• THE TASK: Give back every entry below, unchanged.

----- DATA SHOWN -----

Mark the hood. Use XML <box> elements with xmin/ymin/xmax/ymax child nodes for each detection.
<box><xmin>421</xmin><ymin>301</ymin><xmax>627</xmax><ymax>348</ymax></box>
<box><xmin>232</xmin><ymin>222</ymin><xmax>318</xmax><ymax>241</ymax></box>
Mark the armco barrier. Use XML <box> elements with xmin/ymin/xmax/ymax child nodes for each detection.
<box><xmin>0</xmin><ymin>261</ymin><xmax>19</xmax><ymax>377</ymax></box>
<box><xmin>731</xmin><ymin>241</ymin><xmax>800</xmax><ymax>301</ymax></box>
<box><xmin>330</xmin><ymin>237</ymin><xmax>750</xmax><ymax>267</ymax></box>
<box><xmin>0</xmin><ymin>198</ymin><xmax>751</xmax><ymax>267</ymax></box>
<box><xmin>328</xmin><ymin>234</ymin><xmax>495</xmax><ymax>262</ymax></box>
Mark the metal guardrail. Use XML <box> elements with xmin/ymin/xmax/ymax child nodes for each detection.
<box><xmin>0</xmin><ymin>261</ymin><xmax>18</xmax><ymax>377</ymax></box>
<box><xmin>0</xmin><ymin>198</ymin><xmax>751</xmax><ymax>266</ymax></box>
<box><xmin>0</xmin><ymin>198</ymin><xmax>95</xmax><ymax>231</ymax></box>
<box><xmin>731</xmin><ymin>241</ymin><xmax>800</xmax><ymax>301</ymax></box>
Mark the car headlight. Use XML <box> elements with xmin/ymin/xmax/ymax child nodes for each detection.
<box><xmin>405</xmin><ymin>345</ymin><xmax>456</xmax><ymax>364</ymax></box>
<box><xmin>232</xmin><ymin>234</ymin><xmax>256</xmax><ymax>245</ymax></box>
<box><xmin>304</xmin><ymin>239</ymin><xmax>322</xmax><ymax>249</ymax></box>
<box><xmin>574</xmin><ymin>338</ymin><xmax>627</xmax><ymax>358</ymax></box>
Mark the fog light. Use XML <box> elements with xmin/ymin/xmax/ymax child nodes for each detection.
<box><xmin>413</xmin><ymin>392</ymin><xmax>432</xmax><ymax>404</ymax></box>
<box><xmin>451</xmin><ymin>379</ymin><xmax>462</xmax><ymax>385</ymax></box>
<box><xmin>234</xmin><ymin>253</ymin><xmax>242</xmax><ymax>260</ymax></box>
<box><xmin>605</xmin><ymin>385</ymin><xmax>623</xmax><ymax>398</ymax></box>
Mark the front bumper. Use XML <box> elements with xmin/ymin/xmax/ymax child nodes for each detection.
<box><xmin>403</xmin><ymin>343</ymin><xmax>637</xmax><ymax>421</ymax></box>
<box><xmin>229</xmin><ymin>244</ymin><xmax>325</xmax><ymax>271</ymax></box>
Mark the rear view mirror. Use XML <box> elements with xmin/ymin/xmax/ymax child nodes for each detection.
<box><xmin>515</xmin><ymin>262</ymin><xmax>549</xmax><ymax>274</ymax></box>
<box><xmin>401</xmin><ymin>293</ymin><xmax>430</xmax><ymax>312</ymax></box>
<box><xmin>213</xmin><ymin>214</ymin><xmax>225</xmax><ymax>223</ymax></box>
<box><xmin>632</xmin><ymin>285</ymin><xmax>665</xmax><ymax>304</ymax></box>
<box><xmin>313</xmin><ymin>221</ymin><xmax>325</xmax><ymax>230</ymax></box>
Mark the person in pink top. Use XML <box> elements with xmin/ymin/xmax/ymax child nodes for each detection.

-----

• FINISHED EXERCISE:
Mark the hood. Use XML <box> elements with xmin/ymin/xmax/ymax child nodes for each detection.
<box><xmin>421</xmin><ymin>301</ymin><xmax>627</xmax><ymax>348</ymax></box>
<box><xmin>232</xmin><ymin>222</ymin><xmax>318</xmax><ymax>241</ymax></box>
Mark the armco barrier. Use XML <box> elements with xmin/ymin/xmax/ymax child nodes for each detection.
<box><xmin>0</xmin><ymin>261</ymin><xmax>19</xmax><ymax>377</ymax></box>
<box><xmin>731</xmin><ymin>241</ymin><xmax>800</xmax><ymax>301</ymax></box>
<box><xmin>330</xmin><ymin>237</ymin><xmax>750</xmax><ymax>267</ymax></box>
<box><xmin>0</xmin><ymin>198</ymin><xmax>751</xmax><ymax>267</ymax></box>
<box><xmin>328</xmin><ymin>234</ymin><xmax>495</xmax><ymax>262</ymax></box>
Mark the metal guardrail. Use XML <box> elements with xmin/ymin/xmax/ymax child nodes for each detection.
<box><xmin>0</xmin><ymin>261</ymin><xmax>18</xmax><ymax>377</ymax></box>
<box><xmin>0</xmin><ymin>198</ymin><xmax>751</xmax><ymax>266</ymax></box>
<box><xmin>0</xmin><ymin>198</ymin><xmax>95</xmax><ymax>231</ymax></box>
<box><xmin>731</xmin><ymin>241</ymin><xmax>800</xmax><ymax>301</ymax></box>
Mark the car headlight. Use XML <box> elements with xmin/ymin/xmax/ymax child nodes for each detection.
<box><xmin>405</xmin><ymin>345</ymin><xmax>456</xmax><ymax>364</ymax></box>
<box><xmin>232</xmin><ymin>234</ymin><xmax>256</xmax><ymax>245</ymax></box>
<box><xmin>304</xmin><ymin>239</ymin><xmax>322</xmax><ymax>249</ymax></box>
<box><xmin>574</xmin><ymin>338</ymin><xmax>627</xmax><ymax>358</ymax></box>
Mark the fog light. Use XML <box> elements with xmin/ymin/xmax/ymax child nodes for each detection.
<box><xmin>413</xmin><ymin>392</ymin><xmax>432</xmax><ymax>404</ymax></box>
<box><xmin>451</xmin><ymin>379</ymin><xmax>462</xmax><ymax>385</ymax></box>
<box><xmin>234</xmin><ymin>253</ymin><xmax>242</xmax><ymax>260</ymax></box>
<box><xmin>605</xmin><ymin>385</ymin><xmax>623</xmax><ymax>398</ymax></box>
Mark the front bumper. Use XML <box> elements with xmin/ymin/xmax/ymax child nodes for each detection.
<box><xmin>403</xmin><ymin>343</ymin><xmax>637</xmax><ymax>421</ymax></box>
<box><xmin>229</xmin><ymin>244</ymin><xmax>325</xmax><ymax>271</ymax></box>
Mark the rear view mirror. Use XML <box> elements with xmin/ymin/xmax/ymax child nodes for each detection.
<box><xmin>515</xmin><ymin>262</ymin><xmax>549</xmax><ymax>274</ymax></box>
<box><xmin>401</xmin><ymin>293</ymin><xmax>430</xmax><ymax>312</ymax></box>
<box><xmin>213</xmin><ymin>214</ymin><xmax>225</xmax><ymax>223</ymax></box>
<box><xmin>632</xmin><ymin>285</ymin><xmax>665</xmax><ymax>304</ymax></box>
<box><xmin>313</xmin><ymin>221</ymin><xmax>325</xmax><ymax>230</ymax></box>
Mark the person in pink top. Use XML <box> elements with xmin/ymin/xmax/ymax child nodes for each detection.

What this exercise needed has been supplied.